▸ **GIVEN PROBLEM**
Switch "tree" to "building" in every entry below, and write the lines out again with nothing else changed.

[Outline records]
● ● ● ●
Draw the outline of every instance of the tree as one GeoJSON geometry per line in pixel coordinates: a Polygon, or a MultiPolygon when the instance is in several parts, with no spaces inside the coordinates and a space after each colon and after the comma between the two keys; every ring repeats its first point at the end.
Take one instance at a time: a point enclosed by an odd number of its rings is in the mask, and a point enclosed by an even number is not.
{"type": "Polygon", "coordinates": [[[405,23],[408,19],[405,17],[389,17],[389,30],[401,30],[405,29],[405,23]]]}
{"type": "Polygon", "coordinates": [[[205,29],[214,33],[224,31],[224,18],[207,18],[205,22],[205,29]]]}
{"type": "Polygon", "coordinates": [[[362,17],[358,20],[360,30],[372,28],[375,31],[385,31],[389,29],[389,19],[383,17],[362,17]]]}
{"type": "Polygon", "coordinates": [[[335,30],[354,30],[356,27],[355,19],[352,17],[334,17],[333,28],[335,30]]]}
● ● ● ●
▸ **REPLY TO THE TASK**
Draw the outline of every instance of the building as one GeoJSON geometry per line in pixel coordinates: a Polygon, or a MultiPolygon when the instance is in several parts, with no spaces inside the coordinates and a space after each colon and after the comma between the two keys; every ring repeats its first point at the end.
Take one instance at a time: a point enclosed by an odd number of its rings is in the mask, and a point enclosed by an even number is not.
{"type": "Polygon", "coordinates": [[[405,23],[408,19],[405,17],[389,17],[389,30],[401,30],[405,29],[405,23]]]}
{"type": "Polygon", "coordinates": [[[205,29],[214,33],[224,31],[224,18],[207,18],[205,22],[205,29]]]}
{"type": "Polygon", "coordinates": [[[362,17],[358,20],[360,30],[372,28],[375,31],[385,31],[389,29],[389,19],[383,17],[362,17]]]}
{"type": "Polygon", "coordinates": [[[335,30],[354,30],[356,27],[355,19],[352,17],[334,17],[333,28],[335,30]]]}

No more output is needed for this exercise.